> [TASK INSTRUCTIONS]
Pull out every line in the records below that contains the string "distant", and treat case as significant.

━━━━━━━━━━━━━━━━━━━━━━━━━━━━━━

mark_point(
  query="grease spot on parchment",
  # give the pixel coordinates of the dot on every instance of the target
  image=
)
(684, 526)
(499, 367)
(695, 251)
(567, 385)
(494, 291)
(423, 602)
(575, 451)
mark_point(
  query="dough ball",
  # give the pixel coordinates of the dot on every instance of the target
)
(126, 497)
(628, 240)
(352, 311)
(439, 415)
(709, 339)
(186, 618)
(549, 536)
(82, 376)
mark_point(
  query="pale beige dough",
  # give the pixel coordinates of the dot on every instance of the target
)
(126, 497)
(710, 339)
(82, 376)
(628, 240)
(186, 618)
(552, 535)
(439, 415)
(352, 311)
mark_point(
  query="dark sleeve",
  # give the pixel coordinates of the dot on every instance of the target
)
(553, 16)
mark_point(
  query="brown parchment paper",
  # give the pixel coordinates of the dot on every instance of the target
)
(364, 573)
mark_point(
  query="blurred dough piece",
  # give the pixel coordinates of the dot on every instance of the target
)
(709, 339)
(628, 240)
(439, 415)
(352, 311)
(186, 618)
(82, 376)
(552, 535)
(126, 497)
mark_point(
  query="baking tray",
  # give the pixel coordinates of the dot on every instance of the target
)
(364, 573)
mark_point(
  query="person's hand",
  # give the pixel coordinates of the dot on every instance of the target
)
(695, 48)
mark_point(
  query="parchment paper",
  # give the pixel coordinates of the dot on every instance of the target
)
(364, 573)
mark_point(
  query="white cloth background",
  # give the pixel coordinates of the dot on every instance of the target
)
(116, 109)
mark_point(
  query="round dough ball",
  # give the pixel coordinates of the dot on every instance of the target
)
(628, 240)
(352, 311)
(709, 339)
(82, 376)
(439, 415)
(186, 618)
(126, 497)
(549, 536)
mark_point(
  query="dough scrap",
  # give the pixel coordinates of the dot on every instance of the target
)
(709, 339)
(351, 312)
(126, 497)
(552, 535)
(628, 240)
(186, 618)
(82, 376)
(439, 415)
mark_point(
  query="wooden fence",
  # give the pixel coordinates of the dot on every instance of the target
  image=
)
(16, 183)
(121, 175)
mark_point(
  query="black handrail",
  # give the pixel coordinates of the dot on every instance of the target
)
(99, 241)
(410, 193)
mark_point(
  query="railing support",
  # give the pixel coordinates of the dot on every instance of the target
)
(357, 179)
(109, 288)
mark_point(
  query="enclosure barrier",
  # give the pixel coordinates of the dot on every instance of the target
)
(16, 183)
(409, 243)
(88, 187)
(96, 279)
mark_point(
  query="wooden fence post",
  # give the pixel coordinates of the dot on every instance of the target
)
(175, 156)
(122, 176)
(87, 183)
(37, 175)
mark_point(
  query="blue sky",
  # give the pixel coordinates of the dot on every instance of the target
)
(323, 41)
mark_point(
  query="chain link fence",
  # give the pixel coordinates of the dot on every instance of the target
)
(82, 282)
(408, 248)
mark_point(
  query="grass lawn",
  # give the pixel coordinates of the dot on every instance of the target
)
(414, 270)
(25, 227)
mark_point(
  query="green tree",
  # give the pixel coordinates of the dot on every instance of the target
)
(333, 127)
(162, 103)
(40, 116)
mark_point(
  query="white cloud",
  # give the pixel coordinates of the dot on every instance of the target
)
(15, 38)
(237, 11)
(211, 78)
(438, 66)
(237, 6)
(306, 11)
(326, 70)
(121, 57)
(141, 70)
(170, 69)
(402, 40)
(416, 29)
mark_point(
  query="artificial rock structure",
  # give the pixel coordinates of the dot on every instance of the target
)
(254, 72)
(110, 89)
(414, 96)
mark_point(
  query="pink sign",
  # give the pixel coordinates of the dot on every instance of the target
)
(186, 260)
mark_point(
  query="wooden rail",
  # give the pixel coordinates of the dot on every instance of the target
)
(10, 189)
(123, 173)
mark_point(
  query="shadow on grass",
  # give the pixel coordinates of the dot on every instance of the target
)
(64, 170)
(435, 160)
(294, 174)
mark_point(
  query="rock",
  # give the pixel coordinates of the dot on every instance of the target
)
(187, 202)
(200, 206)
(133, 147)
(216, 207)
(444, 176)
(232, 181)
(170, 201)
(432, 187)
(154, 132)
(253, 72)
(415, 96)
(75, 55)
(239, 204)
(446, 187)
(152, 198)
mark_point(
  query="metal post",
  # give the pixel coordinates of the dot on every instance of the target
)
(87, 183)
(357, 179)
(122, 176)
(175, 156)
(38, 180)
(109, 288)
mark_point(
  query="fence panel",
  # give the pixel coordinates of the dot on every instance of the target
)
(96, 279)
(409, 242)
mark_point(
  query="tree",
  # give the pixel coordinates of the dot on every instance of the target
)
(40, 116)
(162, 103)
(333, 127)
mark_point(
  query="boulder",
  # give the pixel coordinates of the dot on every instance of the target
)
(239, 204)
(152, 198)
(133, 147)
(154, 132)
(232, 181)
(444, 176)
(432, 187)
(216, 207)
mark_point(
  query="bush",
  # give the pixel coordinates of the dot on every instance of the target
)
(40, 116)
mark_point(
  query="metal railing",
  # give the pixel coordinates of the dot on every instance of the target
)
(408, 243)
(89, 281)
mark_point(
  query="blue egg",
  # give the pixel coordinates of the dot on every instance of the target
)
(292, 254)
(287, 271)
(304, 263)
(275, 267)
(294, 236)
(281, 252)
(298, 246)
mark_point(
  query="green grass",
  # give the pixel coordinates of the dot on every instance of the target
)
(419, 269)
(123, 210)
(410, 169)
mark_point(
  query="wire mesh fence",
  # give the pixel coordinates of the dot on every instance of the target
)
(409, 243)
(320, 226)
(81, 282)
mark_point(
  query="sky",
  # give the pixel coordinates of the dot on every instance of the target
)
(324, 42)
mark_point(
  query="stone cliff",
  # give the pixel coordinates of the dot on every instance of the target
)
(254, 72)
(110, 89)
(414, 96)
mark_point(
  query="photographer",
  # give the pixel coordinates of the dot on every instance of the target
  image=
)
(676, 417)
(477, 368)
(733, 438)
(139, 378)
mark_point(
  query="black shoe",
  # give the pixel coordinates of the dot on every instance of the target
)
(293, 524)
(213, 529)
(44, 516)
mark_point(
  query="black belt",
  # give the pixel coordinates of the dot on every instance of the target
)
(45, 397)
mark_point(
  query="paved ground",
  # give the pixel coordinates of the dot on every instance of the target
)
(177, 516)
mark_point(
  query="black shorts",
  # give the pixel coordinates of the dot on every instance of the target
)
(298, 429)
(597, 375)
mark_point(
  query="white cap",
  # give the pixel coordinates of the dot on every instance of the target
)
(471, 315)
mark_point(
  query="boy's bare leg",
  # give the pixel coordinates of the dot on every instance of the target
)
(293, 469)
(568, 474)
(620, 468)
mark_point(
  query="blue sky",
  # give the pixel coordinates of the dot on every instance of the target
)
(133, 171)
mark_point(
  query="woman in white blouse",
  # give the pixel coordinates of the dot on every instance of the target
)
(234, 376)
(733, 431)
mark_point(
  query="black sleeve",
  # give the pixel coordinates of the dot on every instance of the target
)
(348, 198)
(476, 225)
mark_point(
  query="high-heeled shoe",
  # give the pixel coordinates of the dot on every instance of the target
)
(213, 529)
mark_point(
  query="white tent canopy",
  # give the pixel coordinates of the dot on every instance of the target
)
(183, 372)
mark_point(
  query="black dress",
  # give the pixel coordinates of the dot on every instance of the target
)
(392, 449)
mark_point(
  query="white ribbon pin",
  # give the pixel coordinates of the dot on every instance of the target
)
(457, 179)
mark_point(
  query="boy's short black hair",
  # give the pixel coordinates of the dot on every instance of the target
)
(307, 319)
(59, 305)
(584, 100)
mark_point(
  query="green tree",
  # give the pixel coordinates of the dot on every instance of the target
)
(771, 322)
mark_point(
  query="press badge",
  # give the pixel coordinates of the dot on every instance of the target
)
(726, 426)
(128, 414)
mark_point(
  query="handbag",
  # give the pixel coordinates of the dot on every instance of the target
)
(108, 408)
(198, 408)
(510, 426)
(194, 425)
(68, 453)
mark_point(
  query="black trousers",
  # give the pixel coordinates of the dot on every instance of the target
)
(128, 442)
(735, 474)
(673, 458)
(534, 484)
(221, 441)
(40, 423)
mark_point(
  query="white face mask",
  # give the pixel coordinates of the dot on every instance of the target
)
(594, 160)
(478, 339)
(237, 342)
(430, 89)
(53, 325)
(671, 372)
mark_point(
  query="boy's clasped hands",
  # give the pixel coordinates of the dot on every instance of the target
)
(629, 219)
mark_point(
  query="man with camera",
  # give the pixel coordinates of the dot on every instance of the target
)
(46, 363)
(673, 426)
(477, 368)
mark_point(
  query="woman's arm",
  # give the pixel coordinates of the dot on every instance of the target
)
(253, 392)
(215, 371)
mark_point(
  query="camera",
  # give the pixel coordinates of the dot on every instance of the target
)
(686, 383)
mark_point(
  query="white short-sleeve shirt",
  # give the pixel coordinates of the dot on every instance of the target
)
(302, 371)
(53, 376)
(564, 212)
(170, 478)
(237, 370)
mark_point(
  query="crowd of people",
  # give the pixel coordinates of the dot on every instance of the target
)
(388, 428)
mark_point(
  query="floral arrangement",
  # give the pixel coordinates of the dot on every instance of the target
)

━━━━━━━━━━━━━━━━━━━━━━━━━━━━━━

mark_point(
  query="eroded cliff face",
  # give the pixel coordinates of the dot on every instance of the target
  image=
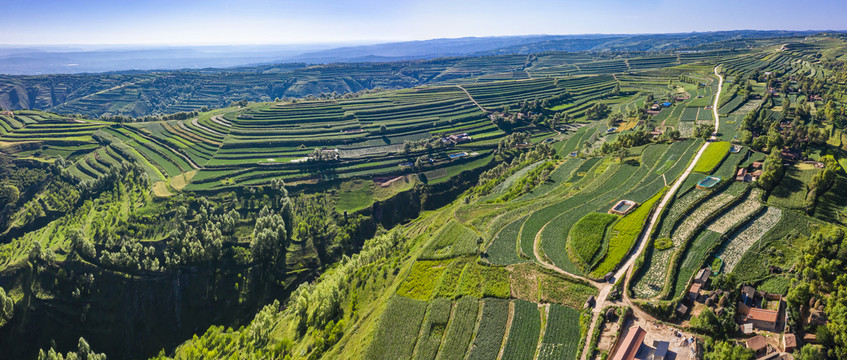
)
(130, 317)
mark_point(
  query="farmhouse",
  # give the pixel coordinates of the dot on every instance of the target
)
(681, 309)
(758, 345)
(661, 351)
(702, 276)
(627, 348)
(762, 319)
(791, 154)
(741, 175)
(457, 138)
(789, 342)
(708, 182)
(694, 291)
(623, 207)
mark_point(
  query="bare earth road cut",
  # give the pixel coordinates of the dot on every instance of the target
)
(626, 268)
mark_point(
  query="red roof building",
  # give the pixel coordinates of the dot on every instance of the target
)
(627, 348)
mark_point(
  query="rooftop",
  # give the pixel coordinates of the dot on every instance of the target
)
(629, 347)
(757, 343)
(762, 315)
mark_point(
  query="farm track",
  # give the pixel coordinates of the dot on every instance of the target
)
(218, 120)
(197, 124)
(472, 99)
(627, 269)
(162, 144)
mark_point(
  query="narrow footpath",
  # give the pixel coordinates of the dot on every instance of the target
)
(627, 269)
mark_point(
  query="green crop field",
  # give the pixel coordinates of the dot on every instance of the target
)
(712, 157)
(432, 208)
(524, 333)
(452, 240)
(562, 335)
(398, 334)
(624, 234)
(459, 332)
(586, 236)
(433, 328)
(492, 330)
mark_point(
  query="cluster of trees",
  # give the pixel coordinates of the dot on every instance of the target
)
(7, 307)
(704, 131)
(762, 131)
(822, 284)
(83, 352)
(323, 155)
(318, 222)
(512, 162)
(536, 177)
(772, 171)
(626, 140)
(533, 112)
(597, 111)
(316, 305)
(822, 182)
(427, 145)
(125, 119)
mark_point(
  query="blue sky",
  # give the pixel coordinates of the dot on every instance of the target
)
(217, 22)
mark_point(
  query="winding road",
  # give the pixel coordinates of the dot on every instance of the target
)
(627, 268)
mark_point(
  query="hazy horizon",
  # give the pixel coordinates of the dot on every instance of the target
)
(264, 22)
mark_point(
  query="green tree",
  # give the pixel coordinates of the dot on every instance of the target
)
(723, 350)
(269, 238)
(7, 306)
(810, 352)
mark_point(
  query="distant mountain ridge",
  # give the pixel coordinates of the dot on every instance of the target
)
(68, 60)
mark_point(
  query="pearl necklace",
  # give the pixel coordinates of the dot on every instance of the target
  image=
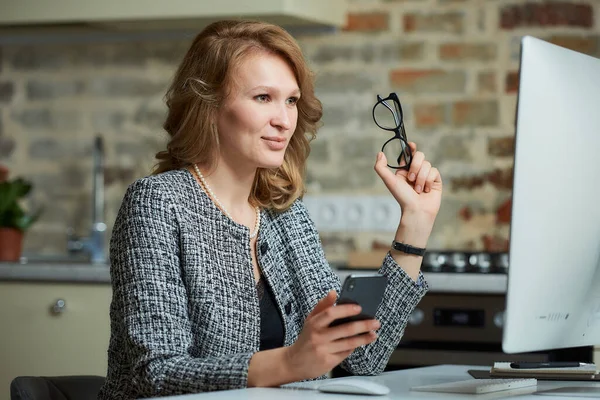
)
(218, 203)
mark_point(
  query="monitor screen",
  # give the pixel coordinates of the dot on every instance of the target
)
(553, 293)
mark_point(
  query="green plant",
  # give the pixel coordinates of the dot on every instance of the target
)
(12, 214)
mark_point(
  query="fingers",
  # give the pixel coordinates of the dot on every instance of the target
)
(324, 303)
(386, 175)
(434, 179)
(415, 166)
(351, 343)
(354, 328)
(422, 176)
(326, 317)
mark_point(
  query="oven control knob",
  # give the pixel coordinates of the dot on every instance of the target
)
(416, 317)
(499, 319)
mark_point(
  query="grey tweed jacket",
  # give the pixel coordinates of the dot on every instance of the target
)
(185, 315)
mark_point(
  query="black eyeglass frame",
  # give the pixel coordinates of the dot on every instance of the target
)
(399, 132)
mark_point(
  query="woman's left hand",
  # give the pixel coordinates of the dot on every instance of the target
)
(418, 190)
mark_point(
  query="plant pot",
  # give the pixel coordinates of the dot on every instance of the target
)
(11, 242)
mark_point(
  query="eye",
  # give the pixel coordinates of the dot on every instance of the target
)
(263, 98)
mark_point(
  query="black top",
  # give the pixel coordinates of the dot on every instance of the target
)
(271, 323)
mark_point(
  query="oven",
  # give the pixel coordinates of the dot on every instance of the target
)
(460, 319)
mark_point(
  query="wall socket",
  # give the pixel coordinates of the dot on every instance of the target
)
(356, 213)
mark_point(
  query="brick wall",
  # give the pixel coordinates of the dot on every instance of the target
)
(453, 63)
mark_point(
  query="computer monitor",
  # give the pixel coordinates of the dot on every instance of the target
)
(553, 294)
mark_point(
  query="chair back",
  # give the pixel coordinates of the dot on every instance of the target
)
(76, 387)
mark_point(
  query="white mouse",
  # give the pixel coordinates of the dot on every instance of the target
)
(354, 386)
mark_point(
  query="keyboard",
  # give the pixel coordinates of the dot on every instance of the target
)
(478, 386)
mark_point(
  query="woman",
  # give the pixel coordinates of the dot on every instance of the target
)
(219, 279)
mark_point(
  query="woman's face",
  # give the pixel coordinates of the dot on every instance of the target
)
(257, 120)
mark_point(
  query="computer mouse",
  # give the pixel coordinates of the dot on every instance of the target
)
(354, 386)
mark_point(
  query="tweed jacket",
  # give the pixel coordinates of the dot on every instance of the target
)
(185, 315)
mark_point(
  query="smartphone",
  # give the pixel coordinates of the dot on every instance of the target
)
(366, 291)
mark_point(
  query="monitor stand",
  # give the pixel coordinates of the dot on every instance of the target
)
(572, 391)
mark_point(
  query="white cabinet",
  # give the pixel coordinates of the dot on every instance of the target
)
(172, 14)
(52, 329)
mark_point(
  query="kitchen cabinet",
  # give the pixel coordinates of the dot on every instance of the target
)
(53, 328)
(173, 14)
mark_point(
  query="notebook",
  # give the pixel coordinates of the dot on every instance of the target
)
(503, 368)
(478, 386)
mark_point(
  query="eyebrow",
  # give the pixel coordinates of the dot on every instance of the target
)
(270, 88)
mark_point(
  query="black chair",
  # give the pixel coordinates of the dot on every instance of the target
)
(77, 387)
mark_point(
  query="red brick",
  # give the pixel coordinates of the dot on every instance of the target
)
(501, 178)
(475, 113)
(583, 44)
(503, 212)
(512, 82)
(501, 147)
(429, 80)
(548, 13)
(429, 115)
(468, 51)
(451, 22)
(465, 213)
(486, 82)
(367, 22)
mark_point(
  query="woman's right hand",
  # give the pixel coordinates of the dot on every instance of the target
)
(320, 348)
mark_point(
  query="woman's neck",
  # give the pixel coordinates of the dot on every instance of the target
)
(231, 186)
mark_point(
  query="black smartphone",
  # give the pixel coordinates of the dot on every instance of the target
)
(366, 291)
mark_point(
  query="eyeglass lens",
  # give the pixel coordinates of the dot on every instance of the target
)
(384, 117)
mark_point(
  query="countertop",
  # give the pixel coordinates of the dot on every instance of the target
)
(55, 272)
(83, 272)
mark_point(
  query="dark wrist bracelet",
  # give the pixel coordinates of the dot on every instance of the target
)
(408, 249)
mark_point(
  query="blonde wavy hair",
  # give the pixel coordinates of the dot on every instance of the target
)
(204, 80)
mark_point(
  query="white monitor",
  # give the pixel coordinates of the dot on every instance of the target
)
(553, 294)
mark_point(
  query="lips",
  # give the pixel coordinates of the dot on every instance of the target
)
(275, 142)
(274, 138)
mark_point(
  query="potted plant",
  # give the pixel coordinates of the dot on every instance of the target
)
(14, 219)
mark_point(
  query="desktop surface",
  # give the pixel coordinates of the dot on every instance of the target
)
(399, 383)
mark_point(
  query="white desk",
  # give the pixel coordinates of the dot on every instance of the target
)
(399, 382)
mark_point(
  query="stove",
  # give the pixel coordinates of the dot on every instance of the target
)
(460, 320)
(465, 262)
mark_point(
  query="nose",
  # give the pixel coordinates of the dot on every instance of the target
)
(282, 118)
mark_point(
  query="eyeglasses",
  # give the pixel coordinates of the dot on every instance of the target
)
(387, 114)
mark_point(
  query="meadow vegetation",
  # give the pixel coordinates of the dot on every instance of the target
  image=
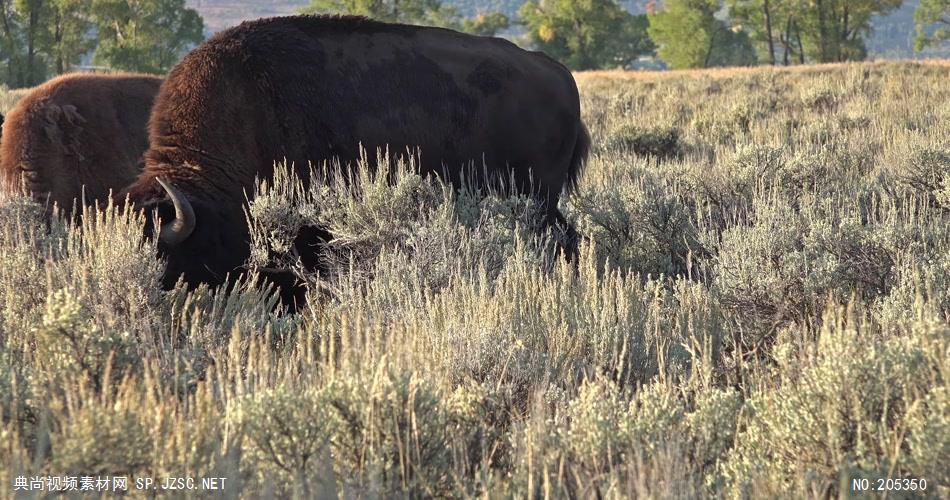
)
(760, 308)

━━━━━━━━━━━━━━━━━━━━━━━━━━━━━━

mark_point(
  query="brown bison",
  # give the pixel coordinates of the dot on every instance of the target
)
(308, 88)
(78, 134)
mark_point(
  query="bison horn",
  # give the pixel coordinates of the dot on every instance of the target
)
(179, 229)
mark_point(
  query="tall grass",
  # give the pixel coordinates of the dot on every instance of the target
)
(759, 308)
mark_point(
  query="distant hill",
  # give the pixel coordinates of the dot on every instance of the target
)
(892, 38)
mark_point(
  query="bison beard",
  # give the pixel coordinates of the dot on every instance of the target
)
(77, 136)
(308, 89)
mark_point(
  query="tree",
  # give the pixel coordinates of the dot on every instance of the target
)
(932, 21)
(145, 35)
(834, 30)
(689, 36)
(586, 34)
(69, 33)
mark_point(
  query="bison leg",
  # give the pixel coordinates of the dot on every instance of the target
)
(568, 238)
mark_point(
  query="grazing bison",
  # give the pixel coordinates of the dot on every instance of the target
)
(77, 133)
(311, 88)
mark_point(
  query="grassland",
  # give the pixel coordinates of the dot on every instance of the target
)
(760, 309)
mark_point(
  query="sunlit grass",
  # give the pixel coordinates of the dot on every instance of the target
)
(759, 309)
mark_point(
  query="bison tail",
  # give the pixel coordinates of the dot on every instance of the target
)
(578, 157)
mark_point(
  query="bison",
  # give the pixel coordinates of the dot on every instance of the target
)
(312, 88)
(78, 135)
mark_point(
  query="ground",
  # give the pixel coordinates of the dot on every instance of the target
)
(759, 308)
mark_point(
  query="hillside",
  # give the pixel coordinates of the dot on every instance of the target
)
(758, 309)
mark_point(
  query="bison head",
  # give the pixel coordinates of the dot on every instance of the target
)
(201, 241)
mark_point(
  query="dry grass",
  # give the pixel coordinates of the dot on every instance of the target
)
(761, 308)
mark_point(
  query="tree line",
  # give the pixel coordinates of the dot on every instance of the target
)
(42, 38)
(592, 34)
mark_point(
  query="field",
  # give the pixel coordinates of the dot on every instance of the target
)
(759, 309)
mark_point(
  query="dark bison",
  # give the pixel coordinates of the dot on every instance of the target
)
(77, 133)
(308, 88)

━━━━━━━━━━━━━━━━━━━━━━━━━━━━━━

> [EXERCISE RESPONSE]
  query="distant mountain ridge",
  query="distant hill",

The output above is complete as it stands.